[YOUR OBJECTIVE]: Output every line of the material below verbatim, with no changes.
── MATERIAL FOR THIS EXERCISE
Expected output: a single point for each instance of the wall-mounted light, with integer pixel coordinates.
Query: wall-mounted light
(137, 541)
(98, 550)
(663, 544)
────
[TASK RESULT]:
Expected output: a single point for each instance of the wall-mounted light, with integer pixel coordinates.
Query: wall-mounted light
(137, 541)
(98, 550)
(663, 544)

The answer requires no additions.